*Passage to read*.
-- begin --

I’ll never forget the first time I heard “Peggy Sue” by Buddy Holly. (Or, at least, the first time I actively listened to it.) I was in high school, I had just gotten a copy of Buddy Holly’s Greatest Hits in the mail from Columbia House (13 records for $1!), and I was excited to explore his music since he was a big influence on the Beatles.

The song starts off like pretty much every other great Buddy Holly song: three chords (A, D, and E), hiccup-y vocals, etc. Granted, the arrangement was unusual, with the drummer lightly paradiddling away on the toms — almost like a surf rock song — but otherwise, nothing terribly weird. And then-BAM! Blink and you miss it. Right in the middle of the bridge, he throws a curveball chord over the words “Pretty, pretty, pretty, pretty.” It was such a galvanic moment, I had to figure it out.

-- end --

According to the passage about "Peggy Sue," what three chords does the song start with? The rows that follow have no connection to the passage about "Peggy Sue."

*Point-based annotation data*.
-- begin --

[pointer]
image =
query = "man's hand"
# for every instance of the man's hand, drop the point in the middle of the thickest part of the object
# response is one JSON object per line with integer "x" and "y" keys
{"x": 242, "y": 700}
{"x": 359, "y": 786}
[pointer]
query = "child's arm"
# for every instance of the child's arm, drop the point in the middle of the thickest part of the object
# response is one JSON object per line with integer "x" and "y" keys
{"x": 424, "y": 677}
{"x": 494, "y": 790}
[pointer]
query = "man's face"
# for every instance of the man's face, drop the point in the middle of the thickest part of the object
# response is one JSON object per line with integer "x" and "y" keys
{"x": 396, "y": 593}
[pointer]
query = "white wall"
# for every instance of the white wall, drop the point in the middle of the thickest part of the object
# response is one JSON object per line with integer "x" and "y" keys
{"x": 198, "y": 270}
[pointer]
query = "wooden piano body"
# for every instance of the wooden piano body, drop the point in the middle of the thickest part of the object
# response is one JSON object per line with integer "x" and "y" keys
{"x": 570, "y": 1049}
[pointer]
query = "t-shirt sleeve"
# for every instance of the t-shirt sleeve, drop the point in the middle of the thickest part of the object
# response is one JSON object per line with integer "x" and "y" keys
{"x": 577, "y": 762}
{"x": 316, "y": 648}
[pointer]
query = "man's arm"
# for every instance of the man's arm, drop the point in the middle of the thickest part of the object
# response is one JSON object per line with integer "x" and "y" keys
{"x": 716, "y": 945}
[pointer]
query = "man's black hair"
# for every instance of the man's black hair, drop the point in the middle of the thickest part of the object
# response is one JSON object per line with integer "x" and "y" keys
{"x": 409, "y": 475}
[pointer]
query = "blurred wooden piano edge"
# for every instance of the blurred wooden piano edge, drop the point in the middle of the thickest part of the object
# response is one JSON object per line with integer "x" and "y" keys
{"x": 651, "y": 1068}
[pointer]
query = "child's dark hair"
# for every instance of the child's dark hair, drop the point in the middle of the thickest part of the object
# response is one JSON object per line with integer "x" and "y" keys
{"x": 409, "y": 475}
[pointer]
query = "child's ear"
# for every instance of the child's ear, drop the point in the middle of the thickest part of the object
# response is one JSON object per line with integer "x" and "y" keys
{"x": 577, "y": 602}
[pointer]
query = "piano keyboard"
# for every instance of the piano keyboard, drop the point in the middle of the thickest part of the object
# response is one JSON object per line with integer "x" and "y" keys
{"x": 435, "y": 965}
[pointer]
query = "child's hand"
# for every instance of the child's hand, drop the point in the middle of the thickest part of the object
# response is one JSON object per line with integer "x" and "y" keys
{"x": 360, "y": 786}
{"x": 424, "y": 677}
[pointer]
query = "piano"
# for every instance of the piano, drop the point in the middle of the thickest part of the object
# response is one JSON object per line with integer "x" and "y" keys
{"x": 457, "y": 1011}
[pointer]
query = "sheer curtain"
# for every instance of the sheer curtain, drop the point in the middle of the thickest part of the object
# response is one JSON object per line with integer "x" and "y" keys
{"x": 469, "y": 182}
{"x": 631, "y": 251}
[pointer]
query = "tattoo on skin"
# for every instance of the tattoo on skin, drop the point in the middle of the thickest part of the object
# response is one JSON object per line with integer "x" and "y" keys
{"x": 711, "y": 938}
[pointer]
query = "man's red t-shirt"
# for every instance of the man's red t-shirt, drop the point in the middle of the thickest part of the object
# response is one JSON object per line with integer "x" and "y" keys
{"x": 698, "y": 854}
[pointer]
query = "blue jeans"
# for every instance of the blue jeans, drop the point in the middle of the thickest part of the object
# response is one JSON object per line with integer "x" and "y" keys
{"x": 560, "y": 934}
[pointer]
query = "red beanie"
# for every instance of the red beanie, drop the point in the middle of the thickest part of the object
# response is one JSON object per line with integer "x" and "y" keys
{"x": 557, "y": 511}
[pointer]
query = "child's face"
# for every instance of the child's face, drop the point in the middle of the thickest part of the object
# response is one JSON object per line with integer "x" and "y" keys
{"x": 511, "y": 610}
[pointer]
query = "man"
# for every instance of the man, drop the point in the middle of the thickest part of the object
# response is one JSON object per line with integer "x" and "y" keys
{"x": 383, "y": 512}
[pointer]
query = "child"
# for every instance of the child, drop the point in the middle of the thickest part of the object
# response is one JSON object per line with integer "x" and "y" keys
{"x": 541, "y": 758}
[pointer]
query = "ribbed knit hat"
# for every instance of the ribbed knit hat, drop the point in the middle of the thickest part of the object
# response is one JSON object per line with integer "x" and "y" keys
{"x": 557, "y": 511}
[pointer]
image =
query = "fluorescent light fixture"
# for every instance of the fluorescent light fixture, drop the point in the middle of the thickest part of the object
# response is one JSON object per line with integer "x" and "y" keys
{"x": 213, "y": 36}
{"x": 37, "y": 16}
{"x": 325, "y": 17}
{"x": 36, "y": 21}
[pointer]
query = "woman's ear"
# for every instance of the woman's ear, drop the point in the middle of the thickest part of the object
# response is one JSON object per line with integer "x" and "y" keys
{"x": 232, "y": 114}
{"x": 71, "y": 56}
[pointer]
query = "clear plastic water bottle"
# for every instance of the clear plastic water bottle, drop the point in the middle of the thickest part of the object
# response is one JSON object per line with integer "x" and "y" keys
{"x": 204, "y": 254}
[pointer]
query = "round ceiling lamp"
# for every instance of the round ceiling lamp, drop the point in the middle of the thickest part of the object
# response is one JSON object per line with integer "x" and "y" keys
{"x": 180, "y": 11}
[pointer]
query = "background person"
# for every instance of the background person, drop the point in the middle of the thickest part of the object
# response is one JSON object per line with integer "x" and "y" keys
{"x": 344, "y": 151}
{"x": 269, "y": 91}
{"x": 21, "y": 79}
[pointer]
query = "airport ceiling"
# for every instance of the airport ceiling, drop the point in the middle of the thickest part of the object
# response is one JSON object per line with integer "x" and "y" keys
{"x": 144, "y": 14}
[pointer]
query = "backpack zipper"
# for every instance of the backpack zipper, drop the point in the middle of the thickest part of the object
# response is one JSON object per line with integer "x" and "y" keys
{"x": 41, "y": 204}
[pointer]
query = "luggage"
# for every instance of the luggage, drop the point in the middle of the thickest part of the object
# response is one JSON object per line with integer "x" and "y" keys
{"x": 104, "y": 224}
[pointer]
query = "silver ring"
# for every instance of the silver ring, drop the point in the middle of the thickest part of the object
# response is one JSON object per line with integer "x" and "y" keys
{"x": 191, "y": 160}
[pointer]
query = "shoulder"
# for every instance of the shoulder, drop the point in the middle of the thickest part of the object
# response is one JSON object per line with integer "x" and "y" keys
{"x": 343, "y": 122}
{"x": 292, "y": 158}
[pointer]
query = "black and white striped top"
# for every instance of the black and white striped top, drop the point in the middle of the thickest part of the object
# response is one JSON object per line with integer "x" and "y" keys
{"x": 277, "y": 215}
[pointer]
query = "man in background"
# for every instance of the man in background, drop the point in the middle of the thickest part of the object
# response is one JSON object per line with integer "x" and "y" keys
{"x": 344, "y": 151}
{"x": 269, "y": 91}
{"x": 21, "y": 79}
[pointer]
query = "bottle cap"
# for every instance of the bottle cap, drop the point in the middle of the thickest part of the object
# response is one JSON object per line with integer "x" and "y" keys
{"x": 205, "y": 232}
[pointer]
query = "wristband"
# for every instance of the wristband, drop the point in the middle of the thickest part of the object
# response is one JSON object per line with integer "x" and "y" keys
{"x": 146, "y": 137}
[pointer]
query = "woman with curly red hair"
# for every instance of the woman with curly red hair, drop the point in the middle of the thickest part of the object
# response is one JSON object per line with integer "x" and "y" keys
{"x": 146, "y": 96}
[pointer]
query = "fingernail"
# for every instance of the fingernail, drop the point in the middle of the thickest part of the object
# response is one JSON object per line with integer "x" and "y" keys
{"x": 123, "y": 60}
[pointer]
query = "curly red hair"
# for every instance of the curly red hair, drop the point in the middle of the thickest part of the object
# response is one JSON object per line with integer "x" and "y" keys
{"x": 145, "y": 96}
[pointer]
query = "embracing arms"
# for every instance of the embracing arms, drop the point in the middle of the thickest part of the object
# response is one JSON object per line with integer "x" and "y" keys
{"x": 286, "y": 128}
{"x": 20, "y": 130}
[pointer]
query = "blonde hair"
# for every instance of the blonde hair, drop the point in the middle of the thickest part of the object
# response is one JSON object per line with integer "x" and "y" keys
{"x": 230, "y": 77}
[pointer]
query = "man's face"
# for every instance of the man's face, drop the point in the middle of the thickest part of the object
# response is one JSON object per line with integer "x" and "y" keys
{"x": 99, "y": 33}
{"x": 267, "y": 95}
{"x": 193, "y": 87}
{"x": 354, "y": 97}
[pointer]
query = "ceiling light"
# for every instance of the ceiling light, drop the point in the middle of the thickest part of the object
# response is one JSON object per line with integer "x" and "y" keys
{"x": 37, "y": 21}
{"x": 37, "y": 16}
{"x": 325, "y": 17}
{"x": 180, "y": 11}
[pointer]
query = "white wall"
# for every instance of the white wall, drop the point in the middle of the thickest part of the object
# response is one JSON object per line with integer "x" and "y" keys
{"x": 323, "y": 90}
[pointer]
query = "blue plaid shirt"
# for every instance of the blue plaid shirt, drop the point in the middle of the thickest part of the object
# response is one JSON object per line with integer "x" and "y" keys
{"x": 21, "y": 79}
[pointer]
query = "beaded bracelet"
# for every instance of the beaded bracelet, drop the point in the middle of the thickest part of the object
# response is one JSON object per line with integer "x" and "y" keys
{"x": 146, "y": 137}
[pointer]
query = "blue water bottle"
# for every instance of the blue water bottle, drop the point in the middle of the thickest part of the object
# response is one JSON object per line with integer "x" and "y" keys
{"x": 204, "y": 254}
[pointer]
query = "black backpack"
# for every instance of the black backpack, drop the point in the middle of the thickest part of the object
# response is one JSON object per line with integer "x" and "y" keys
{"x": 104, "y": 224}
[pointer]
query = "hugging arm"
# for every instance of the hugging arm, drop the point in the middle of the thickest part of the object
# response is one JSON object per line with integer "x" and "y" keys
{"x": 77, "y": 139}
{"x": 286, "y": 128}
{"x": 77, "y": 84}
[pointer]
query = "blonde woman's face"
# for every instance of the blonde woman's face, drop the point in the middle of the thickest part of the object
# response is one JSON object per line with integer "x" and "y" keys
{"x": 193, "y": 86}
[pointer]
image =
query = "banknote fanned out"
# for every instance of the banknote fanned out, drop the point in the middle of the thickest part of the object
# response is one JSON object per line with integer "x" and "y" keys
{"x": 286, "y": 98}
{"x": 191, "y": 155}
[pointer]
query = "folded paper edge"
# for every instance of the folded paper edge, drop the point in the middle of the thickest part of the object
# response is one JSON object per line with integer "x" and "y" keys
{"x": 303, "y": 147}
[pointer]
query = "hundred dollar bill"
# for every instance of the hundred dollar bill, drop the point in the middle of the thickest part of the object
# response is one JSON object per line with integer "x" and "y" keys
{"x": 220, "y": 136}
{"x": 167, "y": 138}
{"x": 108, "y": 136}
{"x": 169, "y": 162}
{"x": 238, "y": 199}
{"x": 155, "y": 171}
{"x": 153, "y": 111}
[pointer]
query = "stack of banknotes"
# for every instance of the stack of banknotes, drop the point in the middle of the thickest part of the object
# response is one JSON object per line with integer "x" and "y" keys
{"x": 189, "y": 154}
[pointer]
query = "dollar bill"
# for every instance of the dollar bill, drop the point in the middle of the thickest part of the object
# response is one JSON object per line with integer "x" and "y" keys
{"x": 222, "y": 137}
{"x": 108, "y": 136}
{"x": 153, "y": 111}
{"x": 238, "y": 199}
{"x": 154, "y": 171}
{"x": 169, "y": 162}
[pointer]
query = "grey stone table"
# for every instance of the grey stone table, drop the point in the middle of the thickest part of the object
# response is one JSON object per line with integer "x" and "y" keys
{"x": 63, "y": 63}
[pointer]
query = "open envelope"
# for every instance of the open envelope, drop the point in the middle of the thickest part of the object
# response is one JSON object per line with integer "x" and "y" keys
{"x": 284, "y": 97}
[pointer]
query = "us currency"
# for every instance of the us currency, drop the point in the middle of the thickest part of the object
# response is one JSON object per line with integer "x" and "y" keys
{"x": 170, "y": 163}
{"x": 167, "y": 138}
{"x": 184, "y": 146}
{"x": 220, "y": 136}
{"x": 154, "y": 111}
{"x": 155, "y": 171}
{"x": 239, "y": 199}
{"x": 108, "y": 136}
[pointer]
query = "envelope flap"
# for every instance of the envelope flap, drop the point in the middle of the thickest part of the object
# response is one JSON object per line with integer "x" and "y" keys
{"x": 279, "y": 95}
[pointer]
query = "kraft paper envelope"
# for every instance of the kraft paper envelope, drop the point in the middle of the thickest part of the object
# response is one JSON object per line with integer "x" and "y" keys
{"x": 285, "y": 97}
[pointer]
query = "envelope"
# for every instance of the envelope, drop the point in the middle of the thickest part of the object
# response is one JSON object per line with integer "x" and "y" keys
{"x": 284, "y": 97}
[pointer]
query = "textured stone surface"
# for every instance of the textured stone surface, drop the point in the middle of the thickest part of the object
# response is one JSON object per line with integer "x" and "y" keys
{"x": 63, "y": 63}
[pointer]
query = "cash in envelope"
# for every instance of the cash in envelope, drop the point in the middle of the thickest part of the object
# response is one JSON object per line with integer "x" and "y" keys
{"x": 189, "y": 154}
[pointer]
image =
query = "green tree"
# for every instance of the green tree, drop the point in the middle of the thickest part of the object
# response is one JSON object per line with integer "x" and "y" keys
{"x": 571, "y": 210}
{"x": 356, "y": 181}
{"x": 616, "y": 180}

-- end --

*Reply*.
A, D, and E.